Excerpt:
[HN Gopher] Ask HN: What is the simplest data orchestration tool...
___________________________________________________________________
Ask HN: What is the simplest data orchestration tool you've worked
with?
Along the lines of Airflow, Prefect, Dagster, Argo, etc. What
produced the least WTF per minute?
Author : chordol
Score : 31 points
Date : 2025-03-21 19:24 UTC (3 hours ago)
| PaulHoule wrote:
| Straightforward programs in languages like Java, Python, etc.
|
| The tools you describe all have the endpoint "you can't get there
| from here" and the only difference is if it takes you 5 seconds,
| 5 minutes, 5 days, 5 weeks or 5 months to learn that.
| vitorbaptistaa wrote:
| My experience entails:
|
| * Luigi -- extensive usage (4y+)
|
| * Makefiles -- (15y+)
|
| * GitHub Actions -- (4y+)
|
| * Airflow -- little usage (<6 months)
|
| * Dagster -- very little, just trying it out
|
| * Prefect -- just followed tutorial
|
| Although it lacks a lot of the monitoring and advanced web ui
| other platforms have (maybe because of it), Luigi is the simplest
| to reason about IMHO.
|
| For a new project that will require complex orchestrations, I'd
| probably go with Dagster or Prefect nowadays. Dagster seems more
| complex and more powerful with its data lineage functionality,
| but I have very little experience with either tool.
|
| If it's a simple project, a mix of Makefiles + GH Actions can
| work well.
| vector_spaces wrote:
| Is there anything even more lightweight, where you don't have
| to write your code any differently? For instance, say I have 10
| jobs that don't depend on each other, all of them pretty small.
|
| Dagster and even Luigi feel like overkill but I'd still like to
| plug those into a unified interface where I can view previous
| runs, mainly logs and exit codes. Being able to do some light
| job configuration or add retries would be nice but not
| required. For the moment I just use a logging handler that
| writes to a database table and that's fine
| disgruntledphd2 wrote:
| I think that Airflow 2 implemented a decorator mode which you
| can just use on functions.
|
| Honestly, just use airflow, it has its issues but it sucks in
| well known and predictable ways.
| cicdw wrote:
| One of the goals of Prefect's SDK is to be minimally invasive
| from a code-standpoint (in the simplest case you only need
| two lines to convert a script to a `flow`). Our deployment
| model also makes infrastructure job config a first-class
| citizen so you might have a good time trying it out.
| (disclosure: work at Prefect)
| recursive4 wrote:
| Either Perfect or Dagster. FWIW, the Dagster team is actively
| reducing the learning curve with each release.
| rasmusab wrote:
| Pure python scripts, maybe using the #%%-convention
| (https://code.visualstudio.com/docs/python/jupyter-support-py...)
| so you get the best of both notebooks and scripts, in a right-
| sized instance/container/machine. And if you need to run jobs in
| parallel, then orchestrate using make, like so:
| https://www.sumsar.net/blog/makefile-recipe-python-data-pipe...
| niwtsol wrote:
| Yeah, I love this -- pure Python with cron or periodic tasks
| (e.g., Django) works great. Celery task for parallelization,
| and if you pipe logs/alerts into a Slack channel, you can
| actually get really far without needing a "proper"
| orchestration layer.
|
| I recently took over an Airflow system from a former colleague,
| and in our case, it's just overly complex for what's really a
| pretty simple data flow.

Data records:
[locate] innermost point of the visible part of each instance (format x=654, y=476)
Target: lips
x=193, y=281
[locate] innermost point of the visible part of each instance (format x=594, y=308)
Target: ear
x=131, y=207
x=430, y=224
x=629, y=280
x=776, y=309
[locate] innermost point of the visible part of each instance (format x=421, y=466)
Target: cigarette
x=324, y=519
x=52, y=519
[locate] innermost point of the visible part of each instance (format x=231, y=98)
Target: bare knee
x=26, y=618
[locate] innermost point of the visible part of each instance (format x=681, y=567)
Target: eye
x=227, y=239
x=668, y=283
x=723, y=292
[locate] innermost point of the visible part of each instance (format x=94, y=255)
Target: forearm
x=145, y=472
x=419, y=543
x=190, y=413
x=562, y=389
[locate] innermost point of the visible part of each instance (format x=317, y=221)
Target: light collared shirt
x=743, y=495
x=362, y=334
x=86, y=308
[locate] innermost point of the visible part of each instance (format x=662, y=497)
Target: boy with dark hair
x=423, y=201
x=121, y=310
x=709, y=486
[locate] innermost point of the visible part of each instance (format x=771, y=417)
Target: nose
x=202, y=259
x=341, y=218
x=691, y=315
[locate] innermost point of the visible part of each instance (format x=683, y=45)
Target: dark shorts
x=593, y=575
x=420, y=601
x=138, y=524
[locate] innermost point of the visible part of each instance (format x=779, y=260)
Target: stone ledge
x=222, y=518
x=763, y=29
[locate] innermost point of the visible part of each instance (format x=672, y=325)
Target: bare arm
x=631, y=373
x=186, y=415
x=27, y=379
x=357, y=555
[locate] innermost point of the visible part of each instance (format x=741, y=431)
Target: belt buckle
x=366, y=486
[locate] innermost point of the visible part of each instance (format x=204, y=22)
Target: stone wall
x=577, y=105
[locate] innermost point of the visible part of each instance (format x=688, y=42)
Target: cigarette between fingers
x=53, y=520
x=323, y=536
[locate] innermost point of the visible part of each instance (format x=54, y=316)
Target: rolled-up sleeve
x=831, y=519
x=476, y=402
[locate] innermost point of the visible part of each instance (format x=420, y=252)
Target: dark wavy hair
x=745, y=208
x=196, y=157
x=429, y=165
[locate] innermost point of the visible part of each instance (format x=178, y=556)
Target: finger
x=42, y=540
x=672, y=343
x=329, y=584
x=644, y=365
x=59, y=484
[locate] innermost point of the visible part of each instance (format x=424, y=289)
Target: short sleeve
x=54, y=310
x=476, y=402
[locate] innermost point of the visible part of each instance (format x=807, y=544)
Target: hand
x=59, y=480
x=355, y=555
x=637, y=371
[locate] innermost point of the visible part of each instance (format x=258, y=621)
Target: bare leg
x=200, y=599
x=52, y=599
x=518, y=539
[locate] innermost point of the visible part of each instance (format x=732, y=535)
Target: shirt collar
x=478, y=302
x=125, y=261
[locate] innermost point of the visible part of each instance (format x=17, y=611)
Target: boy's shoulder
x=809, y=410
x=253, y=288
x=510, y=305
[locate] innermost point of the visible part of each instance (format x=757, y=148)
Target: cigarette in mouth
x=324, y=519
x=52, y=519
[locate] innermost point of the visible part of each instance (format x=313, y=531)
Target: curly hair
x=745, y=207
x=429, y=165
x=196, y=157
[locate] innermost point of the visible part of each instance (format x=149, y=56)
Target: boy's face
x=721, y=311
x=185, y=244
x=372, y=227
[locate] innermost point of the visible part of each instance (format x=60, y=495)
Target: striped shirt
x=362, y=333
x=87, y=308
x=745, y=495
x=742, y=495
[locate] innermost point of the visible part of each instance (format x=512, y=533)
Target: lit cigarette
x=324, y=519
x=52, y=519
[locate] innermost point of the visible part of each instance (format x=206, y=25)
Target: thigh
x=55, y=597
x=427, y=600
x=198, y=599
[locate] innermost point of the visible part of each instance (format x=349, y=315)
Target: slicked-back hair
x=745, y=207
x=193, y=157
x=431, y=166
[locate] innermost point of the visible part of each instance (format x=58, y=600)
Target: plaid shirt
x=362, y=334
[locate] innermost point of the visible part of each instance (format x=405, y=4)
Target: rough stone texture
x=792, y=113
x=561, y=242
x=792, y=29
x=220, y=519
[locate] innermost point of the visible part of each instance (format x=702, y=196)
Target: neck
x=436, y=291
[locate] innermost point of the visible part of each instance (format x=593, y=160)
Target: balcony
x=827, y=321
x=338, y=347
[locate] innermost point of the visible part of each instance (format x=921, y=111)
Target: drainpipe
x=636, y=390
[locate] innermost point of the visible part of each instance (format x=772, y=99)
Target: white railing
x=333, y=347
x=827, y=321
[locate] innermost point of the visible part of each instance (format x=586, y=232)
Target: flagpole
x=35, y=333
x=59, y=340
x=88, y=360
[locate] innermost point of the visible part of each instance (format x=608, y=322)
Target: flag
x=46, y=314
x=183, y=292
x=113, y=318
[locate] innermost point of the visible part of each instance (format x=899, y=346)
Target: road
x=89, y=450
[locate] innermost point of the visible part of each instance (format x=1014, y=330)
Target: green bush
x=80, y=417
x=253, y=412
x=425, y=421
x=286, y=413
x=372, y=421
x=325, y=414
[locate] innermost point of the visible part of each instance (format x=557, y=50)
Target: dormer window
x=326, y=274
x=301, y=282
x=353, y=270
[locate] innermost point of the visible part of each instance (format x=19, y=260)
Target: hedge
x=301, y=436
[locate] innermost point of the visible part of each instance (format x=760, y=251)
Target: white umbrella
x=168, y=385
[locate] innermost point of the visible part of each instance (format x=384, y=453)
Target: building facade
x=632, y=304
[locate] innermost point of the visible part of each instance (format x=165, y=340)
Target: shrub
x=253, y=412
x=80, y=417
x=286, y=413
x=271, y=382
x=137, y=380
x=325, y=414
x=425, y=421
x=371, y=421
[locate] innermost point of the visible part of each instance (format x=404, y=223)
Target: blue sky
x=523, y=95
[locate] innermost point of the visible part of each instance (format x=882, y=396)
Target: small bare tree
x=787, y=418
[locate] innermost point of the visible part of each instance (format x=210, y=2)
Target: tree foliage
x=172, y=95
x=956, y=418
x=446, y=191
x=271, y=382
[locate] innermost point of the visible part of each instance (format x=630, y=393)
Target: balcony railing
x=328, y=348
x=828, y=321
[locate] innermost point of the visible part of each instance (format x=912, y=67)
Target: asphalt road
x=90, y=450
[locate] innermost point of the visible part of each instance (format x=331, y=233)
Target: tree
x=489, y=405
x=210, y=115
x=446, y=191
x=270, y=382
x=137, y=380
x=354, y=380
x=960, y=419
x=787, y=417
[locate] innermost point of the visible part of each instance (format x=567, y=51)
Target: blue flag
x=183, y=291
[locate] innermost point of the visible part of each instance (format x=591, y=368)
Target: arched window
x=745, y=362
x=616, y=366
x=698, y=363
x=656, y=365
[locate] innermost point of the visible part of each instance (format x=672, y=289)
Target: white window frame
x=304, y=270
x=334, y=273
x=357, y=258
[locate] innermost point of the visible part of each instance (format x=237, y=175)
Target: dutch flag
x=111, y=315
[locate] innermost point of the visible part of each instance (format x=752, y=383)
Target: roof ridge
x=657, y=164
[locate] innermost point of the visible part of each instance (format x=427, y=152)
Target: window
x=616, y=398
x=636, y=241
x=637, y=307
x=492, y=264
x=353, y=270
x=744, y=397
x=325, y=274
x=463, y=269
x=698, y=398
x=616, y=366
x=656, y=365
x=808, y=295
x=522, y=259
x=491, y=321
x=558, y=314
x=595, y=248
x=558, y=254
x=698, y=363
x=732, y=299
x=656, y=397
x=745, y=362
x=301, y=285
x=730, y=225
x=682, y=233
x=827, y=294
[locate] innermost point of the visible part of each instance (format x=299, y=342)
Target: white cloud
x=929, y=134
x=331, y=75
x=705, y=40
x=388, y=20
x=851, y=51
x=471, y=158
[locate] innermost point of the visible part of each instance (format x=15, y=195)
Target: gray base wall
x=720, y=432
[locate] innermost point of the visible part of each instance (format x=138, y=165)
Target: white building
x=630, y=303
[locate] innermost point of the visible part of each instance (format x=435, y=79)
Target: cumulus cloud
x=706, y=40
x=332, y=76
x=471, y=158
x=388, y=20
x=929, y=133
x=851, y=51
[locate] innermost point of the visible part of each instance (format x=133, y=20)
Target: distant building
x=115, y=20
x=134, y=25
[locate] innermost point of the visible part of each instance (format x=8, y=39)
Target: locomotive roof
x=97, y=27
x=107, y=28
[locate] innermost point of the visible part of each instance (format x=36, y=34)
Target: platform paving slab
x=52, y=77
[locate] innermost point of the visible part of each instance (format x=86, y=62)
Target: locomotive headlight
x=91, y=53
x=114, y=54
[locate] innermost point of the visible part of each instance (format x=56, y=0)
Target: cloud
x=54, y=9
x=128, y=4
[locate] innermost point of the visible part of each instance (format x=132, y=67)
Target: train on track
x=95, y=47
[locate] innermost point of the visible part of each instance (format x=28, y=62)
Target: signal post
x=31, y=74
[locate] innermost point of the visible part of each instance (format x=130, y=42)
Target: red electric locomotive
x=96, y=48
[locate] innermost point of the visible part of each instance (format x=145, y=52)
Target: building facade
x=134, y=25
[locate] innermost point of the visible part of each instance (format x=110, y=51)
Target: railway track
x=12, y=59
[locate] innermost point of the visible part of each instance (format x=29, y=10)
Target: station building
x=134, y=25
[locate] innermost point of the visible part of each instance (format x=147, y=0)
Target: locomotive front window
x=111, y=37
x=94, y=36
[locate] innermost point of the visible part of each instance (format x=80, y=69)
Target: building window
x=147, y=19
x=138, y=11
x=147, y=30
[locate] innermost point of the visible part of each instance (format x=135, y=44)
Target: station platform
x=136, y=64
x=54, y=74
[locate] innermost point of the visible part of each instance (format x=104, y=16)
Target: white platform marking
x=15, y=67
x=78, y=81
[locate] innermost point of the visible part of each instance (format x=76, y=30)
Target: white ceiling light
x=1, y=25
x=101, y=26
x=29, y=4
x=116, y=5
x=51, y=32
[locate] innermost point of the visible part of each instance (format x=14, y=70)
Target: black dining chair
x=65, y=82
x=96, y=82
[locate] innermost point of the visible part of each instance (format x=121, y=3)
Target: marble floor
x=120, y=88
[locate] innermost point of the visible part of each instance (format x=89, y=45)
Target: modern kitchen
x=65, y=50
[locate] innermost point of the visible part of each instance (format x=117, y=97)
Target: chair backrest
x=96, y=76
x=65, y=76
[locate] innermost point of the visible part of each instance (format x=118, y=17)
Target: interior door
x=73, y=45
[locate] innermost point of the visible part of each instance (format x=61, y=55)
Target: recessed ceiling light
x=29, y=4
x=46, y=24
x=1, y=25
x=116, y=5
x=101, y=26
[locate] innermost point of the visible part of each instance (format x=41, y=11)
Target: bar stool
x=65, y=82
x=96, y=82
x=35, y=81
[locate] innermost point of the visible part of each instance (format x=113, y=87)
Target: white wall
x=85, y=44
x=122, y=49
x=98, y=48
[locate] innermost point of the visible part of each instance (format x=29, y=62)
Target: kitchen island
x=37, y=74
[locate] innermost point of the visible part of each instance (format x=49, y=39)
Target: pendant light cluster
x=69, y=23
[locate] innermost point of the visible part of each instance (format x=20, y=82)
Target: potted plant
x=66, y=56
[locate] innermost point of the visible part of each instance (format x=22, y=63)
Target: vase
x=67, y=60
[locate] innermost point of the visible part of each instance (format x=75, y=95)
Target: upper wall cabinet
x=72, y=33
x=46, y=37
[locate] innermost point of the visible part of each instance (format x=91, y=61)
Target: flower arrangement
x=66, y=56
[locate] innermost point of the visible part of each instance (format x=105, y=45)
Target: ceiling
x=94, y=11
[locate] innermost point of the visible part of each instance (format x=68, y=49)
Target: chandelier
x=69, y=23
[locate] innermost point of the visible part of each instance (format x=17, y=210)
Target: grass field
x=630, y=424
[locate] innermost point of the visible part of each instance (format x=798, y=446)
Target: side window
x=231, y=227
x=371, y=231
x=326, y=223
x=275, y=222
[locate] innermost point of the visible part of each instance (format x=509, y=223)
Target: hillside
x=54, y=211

Exercises:
A – Copy a passage from the data orchestration thread, starting at the words "Along the lines" and ending after the words "(3 hours ago)".
B – Continue the Hacker News thread on simple data orchestration tools from the point where it stops.

Replies:
A –
Along the lines of Airflow, Prefect, Dagster, Argo, etc. What
produced the least WTF per minute?
Author : chordol
Score : 31 points
Date : 2025-03-21 19:24 UTC (3 hours ago)

B –
| myfakebadcode wrote:
| I've been using airflow for quite some time. Due to the maturity
| of where we are at, and while I've tested other solutions, I
| don't really see changing things.
| scary-size wrote:
| We've migrated to Flyte. Mostly using the Java/Scala API which
| can be a bit verbose. The official Python API is actually easy on
| the eyes.
| fforflo wrote:
| Makefile with make2graph to visualize DAGs.
| fmariluis wrote:
| If you're inside AWS, have a fully containerized workflow and/or
| can run some tasks in Lambda, Step Functions is probably ok? I
| personally prefer Airflow, but I wouldn't say is the 'simplest
| data orchestration tool'.
| saturn8601 wrote:
| I used to work for an automation company that produced a product
| called ActiveBatch. It was such an amazing tool for just drag and
| drop automation. Its focus was on full fledged workflow
| automation and not just data orchestration.
|
| What I loved was its simplicity + its out of the box features. To
| set it up just took a simple MS SQL DB + An Installer. Bam you
| are up and running an absolute rock solid scheduler(i've seen
| million+ jobs running on it without it breaking a sweat). Then
| you could install (or use it to deploy) execution agents to all
| the servers you wanted as workers.
|
| It also installed a robust Desktop GUI that had so many services
| built in ready to go (anything from executing scripts all the way
| to performing direct actions against countless products a company
| would have or against various cloud services).
|
| There were so many pre built actions where all you had to do was
| input credentials and it would enumerate the appropriate
| properties from that service automatically. Then you could
| connect things together (ie, pull something from the cloud,
| process it on some other server, store it, pass it along to
| another service, whatever you wanted)
|
| Only problem was this is very much a B2B application and their
| sales is really only interested in selling to enterprises and not
| end users. I really wish we had something like this that regular
| people could download.
|
| Everything ive seen listed here requires extensive setup,requires
| coding, or does not have a robust desktop GUI but instead some
| half baked web gui which might require dropping back down to
| scripts/coding. You could set up hundreds/thousands of automated
| steps in ActiveBatch without writing a single line of code. I
| miss that product.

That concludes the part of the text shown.